** start Supplied data **

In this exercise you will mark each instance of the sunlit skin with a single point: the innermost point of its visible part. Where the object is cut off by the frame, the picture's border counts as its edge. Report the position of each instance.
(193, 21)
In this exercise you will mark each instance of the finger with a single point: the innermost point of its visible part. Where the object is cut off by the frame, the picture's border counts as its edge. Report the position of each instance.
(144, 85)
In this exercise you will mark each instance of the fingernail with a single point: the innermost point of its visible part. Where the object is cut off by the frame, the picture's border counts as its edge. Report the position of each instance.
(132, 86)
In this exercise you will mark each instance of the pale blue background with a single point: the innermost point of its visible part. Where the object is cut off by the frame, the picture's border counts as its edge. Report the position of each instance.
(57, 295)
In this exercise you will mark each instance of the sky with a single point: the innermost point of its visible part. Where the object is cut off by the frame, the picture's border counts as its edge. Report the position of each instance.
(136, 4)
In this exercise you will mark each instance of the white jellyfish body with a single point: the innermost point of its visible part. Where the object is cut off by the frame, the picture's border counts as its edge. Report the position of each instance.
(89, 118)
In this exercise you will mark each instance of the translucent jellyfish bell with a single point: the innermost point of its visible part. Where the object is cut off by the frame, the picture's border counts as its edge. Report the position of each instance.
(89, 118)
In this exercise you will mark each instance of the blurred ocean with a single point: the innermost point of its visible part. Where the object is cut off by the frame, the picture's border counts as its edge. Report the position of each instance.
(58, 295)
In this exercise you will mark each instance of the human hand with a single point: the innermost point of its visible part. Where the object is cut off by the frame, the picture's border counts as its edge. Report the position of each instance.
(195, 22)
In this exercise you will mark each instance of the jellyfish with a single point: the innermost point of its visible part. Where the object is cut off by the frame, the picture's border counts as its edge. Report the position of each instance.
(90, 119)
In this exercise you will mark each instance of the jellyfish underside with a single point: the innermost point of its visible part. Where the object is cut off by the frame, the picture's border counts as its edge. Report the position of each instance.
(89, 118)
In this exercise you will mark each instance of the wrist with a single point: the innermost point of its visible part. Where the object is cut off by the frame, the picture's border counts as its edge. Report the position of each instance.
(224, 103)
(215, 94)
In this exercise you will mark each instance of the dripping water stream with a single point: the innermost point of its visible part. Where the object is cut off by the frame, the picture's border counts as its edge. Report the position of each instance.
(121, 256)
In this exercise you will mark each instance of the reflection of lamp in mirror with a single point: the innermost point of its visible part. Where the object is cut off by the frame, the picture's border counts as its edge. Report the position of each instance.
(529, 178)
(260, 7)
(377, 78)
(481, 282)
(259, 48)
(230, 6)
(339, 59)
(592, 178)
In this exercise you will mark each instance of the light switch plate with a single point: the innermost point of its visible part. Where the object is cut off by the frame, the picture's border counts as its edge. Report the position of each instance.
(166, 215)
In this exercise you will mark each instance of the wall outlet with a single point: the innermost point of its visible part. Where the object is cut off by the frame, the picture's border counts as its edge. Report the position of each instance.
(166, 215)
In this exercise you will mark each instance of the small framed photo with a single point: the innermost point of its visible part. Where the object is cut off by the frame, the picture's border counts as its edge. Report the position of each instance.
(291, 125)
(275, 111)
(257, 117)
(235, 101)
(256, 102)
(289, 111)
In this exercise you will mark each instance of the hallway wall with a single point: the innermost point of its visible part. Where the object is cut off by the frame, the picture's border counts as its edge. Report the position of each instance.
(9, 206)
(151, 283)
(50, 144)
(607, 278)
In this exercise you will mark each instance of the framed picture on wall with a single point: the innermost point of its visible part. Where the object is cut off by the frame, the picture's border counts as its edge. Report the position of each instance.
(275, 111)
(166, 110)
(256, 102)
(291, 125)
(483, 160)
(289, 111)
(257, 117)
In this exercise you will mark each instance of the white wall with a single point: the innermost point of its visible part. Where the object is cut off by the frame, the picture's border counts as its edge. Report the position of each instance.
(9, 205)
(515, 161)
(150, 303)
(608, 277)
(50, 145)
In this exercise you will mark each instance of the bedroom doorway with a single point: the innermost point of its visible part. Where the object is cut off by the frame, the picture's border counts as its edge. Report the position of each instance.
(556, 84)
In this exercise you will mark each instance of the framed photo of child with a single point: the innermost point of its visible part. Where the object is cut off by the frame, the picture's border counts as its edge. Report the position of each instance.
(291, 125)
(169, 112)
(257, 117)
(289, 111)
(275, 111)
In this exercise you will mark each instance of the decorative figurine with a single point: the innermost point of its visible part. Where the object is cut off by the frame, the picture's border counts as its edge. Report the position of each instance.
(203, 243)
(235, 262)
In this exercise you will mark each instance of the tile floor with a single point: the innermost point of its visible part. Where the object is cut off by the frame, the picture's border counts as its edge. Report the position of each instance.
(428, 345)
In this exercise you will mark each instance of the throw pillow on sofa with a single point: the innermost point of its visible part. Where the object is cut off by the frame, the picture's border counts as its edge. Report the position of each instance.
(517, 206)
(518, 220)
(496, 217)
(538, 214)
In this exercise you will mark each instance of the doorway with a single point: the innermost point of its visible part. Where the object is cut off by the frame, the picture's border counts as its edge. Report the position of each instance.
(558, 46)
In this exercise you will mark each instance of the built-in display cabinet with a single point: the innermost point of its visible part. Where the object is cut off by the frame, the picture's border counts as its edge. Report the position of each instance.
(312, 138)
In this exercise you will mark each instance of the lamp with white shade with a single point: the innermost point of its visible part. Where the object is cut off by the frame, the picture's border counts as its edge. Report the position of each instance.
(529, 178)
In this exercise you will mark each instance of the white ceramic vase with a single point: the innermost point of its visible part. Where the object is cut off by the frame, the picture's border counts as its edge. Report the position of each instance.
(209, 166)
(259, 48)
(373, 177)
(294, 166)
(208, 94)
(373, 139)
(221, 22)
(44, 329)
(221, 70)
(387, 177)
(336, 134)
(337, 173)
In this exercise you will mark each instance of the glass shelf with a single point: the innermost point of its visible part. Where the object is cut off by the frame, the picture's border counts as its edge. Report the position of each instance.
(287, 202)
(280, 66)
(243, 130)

** end Supplied data **

Work to complete:
Your task is to write out the lines from the one with "In this exercise you will mark each instance of the lamp" through the end of the records, exactly and with nothing added.

Output for this task:
In this exercise you will mark each instance of the lamp with white shade with a single point: the innermost point of its visible part. Where the object is cut off by the frame, the picture's border counts as its edge. Report the position of each instance.
(529, 178)
In this exercise you will mark each instance of the white ceramic vase with a single point: the innermost point of its visible part. Where the object is cut off by the frame, the picture's border counts as its edge. Report the position of each instance.
(209, 166)
(259, 48)
(373, 177)
(294, 166)
(208, 94)
(373, 139)
(221, 22)
(44, 329)
(221, 70)
(387, 177)
(336, 134)
(337, 173)
In this exercise you will mark each instance of the glass shelf with a single point: the innermost point of its visible part. Where the object is cut off by the frame, the picture's border counts as its edge. Report the position of each instance.
(287, 202)
(280, 66)
(243, 130)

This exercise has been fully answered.